● WHAT IS REQUIRED
How many lines of the material below contain the string "front"? Matching is case-sensitive, so reply with the number alone.
[RECORDS PROVIDED start]
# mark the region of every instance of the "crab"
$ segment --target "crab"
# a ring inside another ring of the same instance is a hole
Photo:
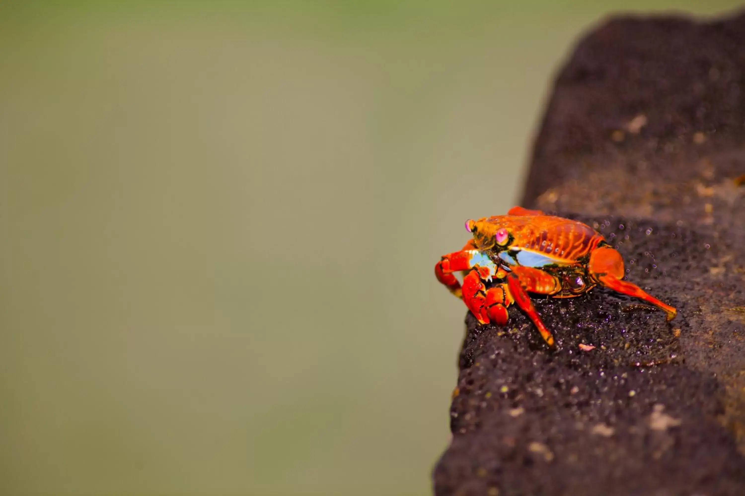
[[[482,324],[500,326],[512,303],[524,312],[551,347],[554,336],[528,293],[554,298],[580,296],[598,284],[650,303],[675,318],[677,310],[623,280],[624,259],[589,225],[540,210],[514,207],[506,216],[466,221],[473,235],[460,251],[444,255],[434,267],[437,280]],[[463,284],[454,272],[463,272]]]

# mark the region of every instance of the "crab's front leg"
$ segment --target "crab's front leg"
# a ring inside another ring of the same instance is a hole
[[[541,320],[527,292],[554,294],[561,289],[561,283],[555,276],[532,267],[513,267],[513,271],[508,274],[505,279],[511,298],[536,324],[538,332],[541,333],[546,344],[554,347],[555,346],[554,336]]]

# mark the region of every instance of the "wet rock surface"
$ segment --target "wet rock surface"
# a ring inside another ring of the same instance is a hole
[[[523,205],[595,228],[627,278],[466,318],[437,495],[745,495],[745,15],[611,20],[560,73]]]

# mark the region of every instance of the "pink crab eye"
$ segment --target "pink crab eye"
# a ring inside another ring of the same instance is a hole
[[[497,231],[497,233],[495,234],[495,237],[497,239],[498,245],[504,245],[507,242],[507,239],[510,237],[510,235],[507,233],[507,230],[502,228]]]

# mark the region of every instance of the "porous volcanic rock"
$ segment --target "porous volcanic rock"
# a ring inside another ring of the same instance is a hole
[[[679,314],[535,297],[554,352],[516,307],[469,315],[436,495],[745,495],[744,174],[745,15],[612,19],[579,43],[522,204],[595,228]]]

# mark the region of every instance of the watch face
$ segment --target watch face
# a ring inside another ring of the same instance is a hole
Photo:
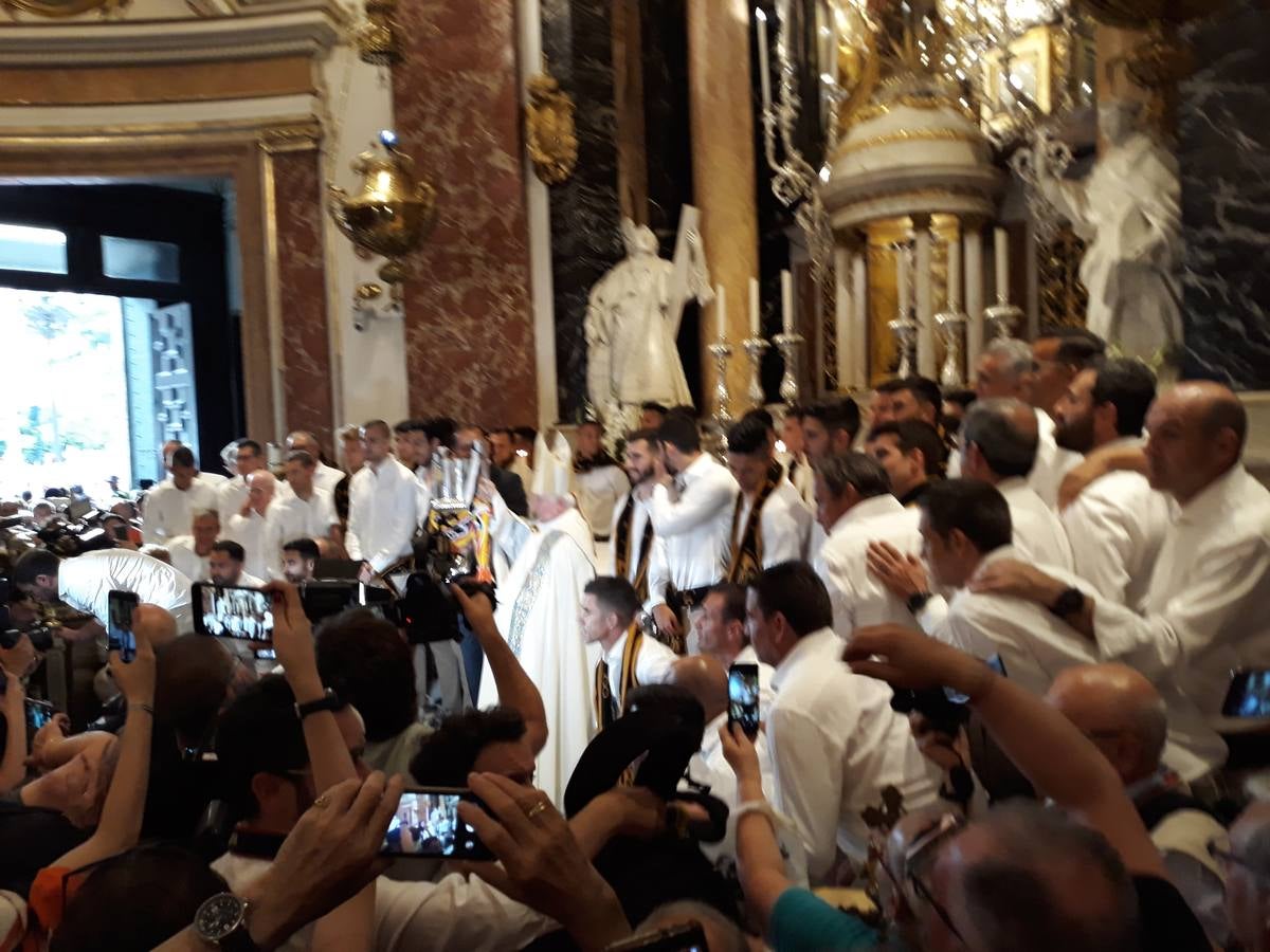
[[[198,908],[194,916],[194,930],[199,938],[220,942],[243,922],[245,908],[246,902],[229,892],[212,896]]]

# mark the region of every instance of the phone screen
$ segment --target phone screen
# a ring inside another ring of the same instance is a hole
[RECORDS PROVIDED end]
[RECORDS PROVIDED start]
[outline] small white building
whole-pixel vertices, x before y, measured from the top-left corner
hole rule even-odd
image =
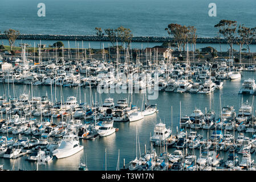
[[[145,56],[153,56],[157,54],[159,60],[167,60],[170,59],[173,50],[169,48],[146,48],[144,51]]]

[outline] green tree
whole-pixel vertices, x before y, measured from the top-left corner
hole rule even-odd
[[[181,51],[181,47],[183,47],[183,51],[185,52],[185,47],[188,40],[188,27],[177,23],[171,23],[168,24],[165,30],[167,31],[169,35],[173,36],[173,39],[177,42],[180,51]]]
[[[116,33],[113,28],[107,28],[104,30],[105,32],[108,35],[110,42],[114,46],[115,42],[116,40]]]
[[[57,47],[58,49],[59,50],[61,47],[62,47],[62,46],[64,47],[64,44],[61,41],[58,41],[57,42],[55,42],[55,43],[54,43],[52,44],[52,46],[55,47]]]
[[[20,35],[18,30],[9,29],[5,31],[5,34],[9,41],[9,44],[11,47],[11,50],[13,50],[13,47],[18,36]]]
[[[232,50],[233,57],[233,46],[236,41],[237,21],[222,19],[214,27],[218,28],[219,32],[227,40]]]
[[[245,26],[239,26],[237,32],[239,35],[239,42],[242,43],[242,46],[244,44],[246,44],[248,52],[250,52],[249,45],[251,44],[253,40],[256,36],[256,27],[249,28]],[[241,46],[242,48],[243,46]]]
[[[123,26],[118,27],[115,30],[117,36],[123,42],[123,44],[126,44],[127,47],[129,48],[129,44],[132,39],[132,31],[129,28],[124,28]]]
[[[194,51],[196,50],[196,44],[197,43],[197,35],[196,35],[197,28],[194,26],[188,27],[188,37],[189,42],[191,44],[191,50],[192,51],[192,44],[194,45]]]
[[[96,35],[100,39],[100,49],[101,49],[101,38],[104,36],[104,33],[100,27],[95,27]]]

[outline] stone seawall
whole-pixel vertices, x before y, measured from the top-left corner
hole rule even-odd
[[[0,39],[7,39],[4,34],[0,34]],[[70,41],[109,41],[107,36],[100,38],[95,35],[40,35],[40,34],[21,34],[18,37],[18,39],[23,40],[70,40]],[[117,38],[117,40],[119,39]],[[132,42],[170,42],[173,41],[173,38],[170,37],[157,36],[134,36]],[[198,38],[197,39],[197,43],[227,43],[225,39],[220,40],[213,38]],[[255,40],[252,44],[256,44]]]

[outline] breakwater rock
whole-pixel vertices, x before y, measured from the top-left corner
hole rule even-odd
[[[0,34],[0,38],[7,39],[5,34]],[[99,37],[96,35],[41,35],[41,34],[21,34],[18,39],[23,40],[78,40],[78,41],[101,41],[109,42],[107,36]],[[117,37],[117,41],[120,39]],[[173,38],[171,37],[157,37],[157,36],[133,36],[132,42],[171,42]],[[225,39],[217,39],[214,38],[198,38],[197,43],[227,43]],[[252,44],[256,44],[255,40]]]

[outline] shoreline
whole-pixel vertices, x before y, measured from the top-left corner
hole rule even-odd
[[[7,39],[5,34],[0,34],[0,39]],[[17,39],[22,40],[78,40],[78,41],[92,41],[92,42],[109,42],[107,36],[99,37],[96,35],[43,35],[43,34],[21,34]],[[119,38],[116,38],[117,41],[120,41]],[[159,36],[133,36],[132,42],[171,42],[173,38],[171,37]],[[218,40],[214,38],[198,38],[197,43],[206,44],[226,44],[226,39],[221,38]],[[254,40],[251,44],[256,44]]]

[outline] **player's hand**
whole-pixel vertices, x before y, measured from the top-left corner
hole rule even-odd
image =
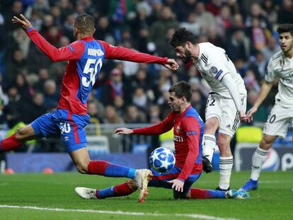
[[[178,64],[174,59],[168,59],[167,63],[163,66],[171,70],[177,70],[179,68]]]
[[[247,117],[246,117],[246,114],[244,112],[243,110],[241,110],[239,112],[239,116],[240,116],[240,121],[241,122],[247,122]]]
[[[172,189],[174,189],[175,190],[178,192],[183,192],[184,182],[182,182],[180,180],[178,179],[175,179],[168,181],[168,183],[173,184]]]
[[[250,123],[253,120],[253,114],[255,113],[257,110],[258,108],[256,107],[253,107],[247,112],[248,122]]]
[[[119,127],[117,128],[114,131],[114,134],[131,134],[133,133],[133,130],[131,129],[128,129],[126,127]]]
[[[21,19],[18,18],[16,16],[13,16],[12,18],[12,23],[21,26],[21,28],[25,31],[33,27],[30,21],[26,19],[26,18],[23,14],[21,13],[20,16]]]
[RECORDS PROVIDED end]
● WRITTEN ANSWER
2